**What you need to do:** Every entry below should be written out exactly, and no image should appear.
Start of Task data
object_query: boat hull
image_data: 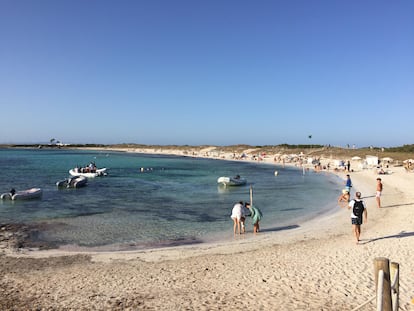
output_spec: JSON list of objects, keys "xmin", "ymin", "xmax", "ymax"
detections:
[
  {"xmin": 217, "ymin": 176, "xmax": 247, "ymax": 186},
  {"xmin": 69, "ymin": 168, "xmax": 107, "ymax": 178},
  {"xmin": 56, "ymin": 176, "xmax": 88, "ymax": 188},
  {"xmin": 1, "ymin": 188, "xmax": 43, "ymax": 200}
]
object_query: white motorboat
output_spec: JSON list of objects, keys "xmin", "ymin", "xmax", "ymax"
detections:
[
  {"xmin": 1, "ymin": 188, "xmax": 43, "ymax": 200},
  {"xmin": 69, "ymin": 167, "xmax": 107, "ymax": 178},
  {"xmin": 56, "ymin": 176, "xmax": 88, "ymax": 188},
  {"xmin": 217, "ymin": 175, "xmax": 247, "ymax": 187}
]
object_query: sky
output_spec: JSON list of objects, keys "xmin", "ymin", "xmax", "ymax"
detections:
[{"xmin": 0, "ymin": 1, "xmax": 413, "ymax": 147}]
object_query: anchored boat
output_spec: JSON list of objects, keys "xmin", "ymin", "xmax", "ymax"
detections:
[
  {"xmin": 217, "ymin": 175, "xmax": 247, "ymax": 187},
  {"xmin": 56, "ymin": 176, "xmax": 88, "ymax": 188},
  {"xmin": 1, "ymin": 188, "xmax": 43, "ymax": 200}
]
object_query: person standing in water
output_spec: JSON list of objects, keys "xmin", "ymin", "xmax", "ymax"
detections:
[
  {"xmin": 245, "ymin": 202, "xmax": 262, "ymax": 234},
  {"xmin": 230, "ymin": 201, "xmax": 244, "ymax": 235}
]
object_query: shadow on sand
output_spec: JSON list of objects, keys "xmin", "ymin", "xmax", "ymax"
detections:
[
  {"xmin": 260, "ymin": 224, "xmax": 299, "ymax": 233},
  {"xmin": 361, "ymin": 195, "xmax": 376, "ymax": 199},
  {"xmin": 360, "ymin": 230, "xmax": 414, "ymax": 245},
  {"xmin": 377, "ymin": 202, "xmax": 414, "ymax": 209}
]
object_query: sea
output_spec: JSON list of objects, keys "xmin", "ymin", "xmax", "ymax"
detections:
[{"xmin": 0, "ymin": 148, "xmax": 344, "ymax": 251}]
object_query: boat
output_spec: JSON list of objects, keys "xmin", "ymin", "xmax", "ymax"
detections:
[
  {"xmin": 217, "ymin": 175, "xmax": 247, "ymax": 187},
  {"xmin": 69, "ymin": 167, "xmax": 107, "ymax": 178},
  {"xmin": 1, "ymin": 188, "xmax": 43, "ymax": 200},
  {"xmin": 56, "ymin": 176, "xmax": 88, "ymax": 188}
]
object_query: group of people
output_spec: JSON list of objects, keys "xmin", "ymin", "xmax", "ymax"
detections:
[
  {"xmin": 337, "ymin": 174, "xmax": 383, "ymax": 244},
  {"xmin": 74, "ymin": 162, "xmax": 97, "ymax": 173},
  {"xmin": 230, "ymin": 201, "xmax": 262, "ymax": 235},
  {"xmin": 229, "ymin": 172, "xmax": 384, "ymax": 244}
]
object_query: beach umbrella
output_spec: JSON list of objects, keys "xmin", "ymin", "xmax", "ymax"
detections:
[{"xmin": 351, "ymin": 156, "xmax": 362, "ymax": 161}]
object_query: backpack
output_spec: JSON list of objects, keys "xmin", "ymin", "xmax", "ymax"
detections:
[{"xmin": 353, "ymin": 200, "xmax": 364, "ymax": 218}]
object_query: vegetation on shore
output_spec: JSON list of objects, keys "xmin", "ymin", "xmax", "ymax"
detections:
[{"xmin": 1, "ymin": 143, "xmax": 413, "ymax": 162}]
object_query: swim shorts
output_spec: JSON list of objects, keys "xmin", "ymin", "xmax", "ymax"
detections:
[
  {"xmin": 351, "ymin": 217, "xmax": 362, "ymax": 225},
  {"xmin": 376, "ymin": 191, "xmax": 381, "ymax": 198}
]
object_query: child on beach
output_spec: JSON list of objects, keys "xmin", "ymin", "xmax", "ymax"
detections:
[
  {"xmin": 245, "ymin": 202, "xmax": 262, "ymax": 233},
  {"xmin": 337, "ymin": 189, "xmax": 350, "ymax": 208},
  {"xmin": 240, "ymin": 202, "xmax": 250, "ymax": 233}
]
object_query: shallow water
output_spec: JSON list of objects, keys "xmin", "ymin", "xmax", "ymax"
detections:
[{"xmin": 0, "ymin": 148, "xmax": 343, "ymax": 250}]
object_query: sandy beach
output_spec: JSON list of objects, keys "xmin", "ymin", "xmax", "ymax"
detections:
[{"xmin": 1, "ymin": 147, "xmax": 413, "ymax": 310}]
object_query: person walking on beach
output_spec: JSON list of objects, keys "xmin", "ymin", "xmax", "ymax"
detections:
[
  {"xmin": 230, "ymin": 201, "xmax": 244, "ymax": 234},
  {"xmin": 245, "ymin": 202, "xmax": 262, "ymax": 234},
  {"xmin": 376, "ymin": 178, "xmax": 383, "ymax": 208},
  {"xmin": 345, "ymin": 174, "xmax": 352, "ymax": 192},
  {"xmin": 348, "ymin": 192, "xmax": 367, "ymax": 244}
]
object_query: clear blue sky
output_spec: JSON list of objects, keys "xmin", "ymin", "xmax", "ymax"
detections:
[{"xmin": 1, "ymin": 1, "xmax": 413, "ymax": 147}]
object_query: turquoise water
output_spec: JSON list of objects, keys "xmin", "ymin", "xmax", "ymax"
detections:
[{"xmin": 0, "ymin": 148, "xmax": 343, "ymax": 250}]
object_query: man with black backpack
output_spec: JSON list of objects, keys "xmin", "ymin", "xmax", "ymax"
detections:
[{"xmin": 348, "ymin": 192, "xmax": 367, "ymax": 244}]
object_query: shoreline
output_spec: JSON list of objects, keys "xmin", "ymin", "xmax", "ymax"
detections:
[
  {"xmin": 2, "ymin": 147, "xmax": 345, "ymax": 255},
  {"xmin": 1, "ymin": 147, "xmax": 413, "ymax": 310}
]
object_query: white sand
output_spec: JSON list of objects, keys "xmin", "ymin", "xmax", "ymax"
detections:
[{"xmin": 1, "ymin": 148, "xmax": 413, "ymax": 310}]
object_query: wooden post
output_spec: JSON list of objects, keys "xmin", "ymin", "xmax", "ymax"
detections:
[
  {"xmin": 377, "ymin": 270, "xmax": 384, "ymax": 311},
  {"xmin": 374, "ymin": 257, "xmax": 392, "ymax": 311},
  {"xmin": 250, "ymin": 185, "xmax": 253, "ymax": 206},
  {"xmin": 390, "ymin": 262, "xmax": 399, "ymax": 311}
]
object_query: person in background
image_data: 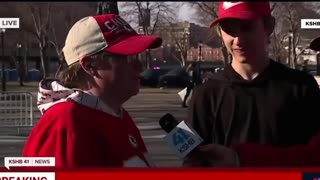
End of Task data
**Result below:**
object_query: boat hull
image_data: 
output_spec: JSON list of objects, keys "xmin", "ymin", "xmax", "ymax"
detections:
[
  {"xmin": 217, "ymin": 176, "xmax": 247, "ymax": 186},
  {"xmin": 69, "ymin": 168, "xmax": 107, "ymax": 178},
  {"xmin": 56, "ymin": 176, "xmax": 88, "ymax": 188},
  {"xmin": 1, "ymin": 188, "xmax": 43, "ymax": 200}
]
object_query: white motorboat
output_spec: JSON list of objects, keys "xmin", "ymin", "xmax", "ymax"
detections:
[
  {"xmin": 1, "ymin": 188, "xmax": 43, "ymax": 200},
  {"xmin": 69, "ymin": 167, "xmax": 107, "ymax": 178},
  {"xmin": 56, "ymin": 176, "xmax": 88, "ymax": 188},
  {"xmin": 217, "ymin": 175, "xmax": 247, "ymax": 187}
]
object_query: sky
output_spec: JSON list of objects, keys "xmin", "ymin", "xmax", "ymax"
detections:
[{"xmin": 0, "ymin": 1, "xmax": 413, "ymax": 147}]
object_query: anchored boat
output_spec: JSON list of objects, keys "xmin", "ymin", "xmax", "ymax"
detections:
[
  {"xmin": 217, "ymin": 175, "xmax": 247, "ymax": 187},
  {"xmin": 56, "ymin": 176, "xmax": 88, "ymax": 188},
  {"xmin": 1, "ymin": 188, "xmax": 43, "ymax": 200}
]
object_query: person standing in water
output_spec: JSON list of objects, keys "xmin", "ymin", "xmax", "ymax"
detections:
[
  {"xmin": 245, "ymin": 202, "xmax": 262, "ymax": 234},
  {"xmin": 230, "ymin": 201, "xmax": 244, "ymax": 235}
]
object_query: shadow on sand
output_spec: JSON list of objects, keys "xmin", "ymin", "xmax", "ymax"
detections:
[
  {"xmin": 260, "ymin": 224, "xmax": 299, "ymax": 233},
  {"xmin": 361, "ymin": 195, "xmax": 376, "ymax": 199},
  {"xmin": 360, "ymin": 230, "xmax": 414, "ymax": 245},
  {"xmin": 377, "ymin": 202, "xmax": 414, "ymax": 209}
]
object_query: sea
output_spec: JSON list of objects, keys "xmin", "ymin", "xmax", "ymax"
detections:
[{"xmin": 0, "ymin": 148, "xmax": 344, "ymax": 251}]
object_query: boat
output_spec: JSON list of objects, keys "xmin", "ymin", "xmax", "ymax"
detections:
[
  {"xmin": 217, "ymin": 175, "xmax": 247, "ymax": 187},
  {"xmin": 69, "ymin": 167, "xmax": 107, "ymax": 178},
  {"xmin": 1, "ymin": 188, "xmax": 43, "ymax": 200},
  {"xmin": 56, "ymin": 176, "xmax": 88, "ymax": 188}
]
object_query: group of people
output_spec: JSON list of objects, keys "xmin", "ymin", "xmax", "ymax"
detections:
[
  {"xmin": 337, "ymin": 174, "xmax": 383, "ymax": 244},
  {"xmin": 74, "ymin": 162, "xmax": 97, "ymax": 173},
  {"xmin": 230, "ymin": 201, "xmax": 262, "ymax": 235},
  {"xmin": 229, "ymin": 172, "xmax": 384, "ymax": 244}
]
object_query: beach umbrella
output_spec: JSON list of objects, keys "xmin", "ymin", "xmax", "ymax"
detections:
[{"xmin": 351, "ymin": 156, "xmax": 362, "ymax": 161}]
object_query: backpack
output_spec: JSON list of objects, keys "xmin", "ymin", "xmax", "ymax"
detections:
[{"xmin": 353, "ymin": 200, "xmax": 364, "ymax": 218}]
object_query: vegetation on shore
output_spec: JSON list of objects, keys "xmin", "ymin", "xmax", "ymax"
detections:
[{"xmin": 1, "ymin": 143, "xmax": 413, "ymax": 162}]
object_query: swim shorts
output_spec: JSON list of objects, keys "xmin", "ymin", "xmax", "ymax"
detections:
[
  {"xmin": 351, "ymin": 217, "xmax": 362, "ymax": 225},
  {"xmin": 376, "ymin": 191, "xmax": 381, "ymax": 198}
]
object_query: child on beach
output_spec: JSON list of objects, keys "xmin", "ymin", "xmax", "ymax"
detections:
[
  {"xmin": 245, "ymin": 202, "xmax": 262, "ymax": 233},
  {"xmin": 337, "ymin": 189, "xmax": 350, "ymax": 208},
  {"xmin": 240, "ymin": 202, "xmax": 250, "ymax": 233}
]
object_query: shallow water
output_spec: JSON list of objects, keys "xmin", "ymin", "xmax", "ymax"
detections:
[{"xmin": 0, "ymin": 148, "xmax": 343, "ymax": 250}]
object_query: sandy beach
output_spec: JSON list of objects, keys "xmin", "ymin", "xmax", "ymax"
detections:
[{"xmin": 1, "ymin": 147, "xmax": 413, "ymax": 310}]
object_query: person walking on beach
output_spec: JSON list of objects, keys "xmin", "ymin", "xmax", "ymax"
detections:
[
  {"xmin": 230, "ymin": 201, "xmax": 244, "ymax": 234},
  {"xmin": 245, "ymin": 202, "xmax": 262, "ymax": 234},
  {"xmin": 376, "ymin": 178, "xmax": 383, "ymax": 208},
  {"xmin": 345, "ymin": 174, "xmax": 352, "ymax": 192},
  {"xmin": 348, "ymin": 192, "xmax": 367, "ymax": 244}
]
object_query: clear blue sky
output_spec: JSON list of objects, keys "xmin", "ymin", "xmax", "ymax"
detections:
[{"xmin": 1, "ymin": 1, "xmax": 413, "ymax": 147}]
object_query: turquoise water
output_spec: JSON list of objects, keys "xmin", "ymin", "xmax", "ymax"
detections:
[{"xmin": 0, "ymin": 148, "xmax": 343, "ymax": 250}]
object_query: man with black backpack
output_spec: JSON list of objects, keys "xmin", "ymin", "xmax", "ymax"
detections:
[{"xmin": 348, "ymin": 192, "xmax": 367, "ymax": 244}]
object_query: shoreline
output_spec: JSON list of objects, keys "xmin", "ymin", "xmax", "ymax"
detections:
[
  {"xmin": 2, "ymin": 147, "xmax": 345, "ymax": 255},
  {"xmin": 1, "ymin": 147, "xmax": 413, "ymax": 310}
]
object_query: white sand
output_spec: JSON list of objects, keys "xmin", "ymin", "xmax", "ymax"
detections:
[{"xmin": 1, "ymin": 148, "xmax": 413, "ymax": 310}]
object_query: wooden post
output_spec: JSON list of objects, keys "xmin", "ymin", "xmax", "ymax"
detections:
[
  {"xmin": 377, "ymin": 270, "xmax": 384, "ymax": 311},
  {"xmin": 374, "ymin": 257, "xmax": 392, "ymax": 311},
  {"xmin": 250, "ymin": 185, "xmax": 253, "ymax": 206},
  {"xmin": 390, "ymin": 262, "xmax": 399, "ymax": 311}
]
object_query: person in background
image_data: 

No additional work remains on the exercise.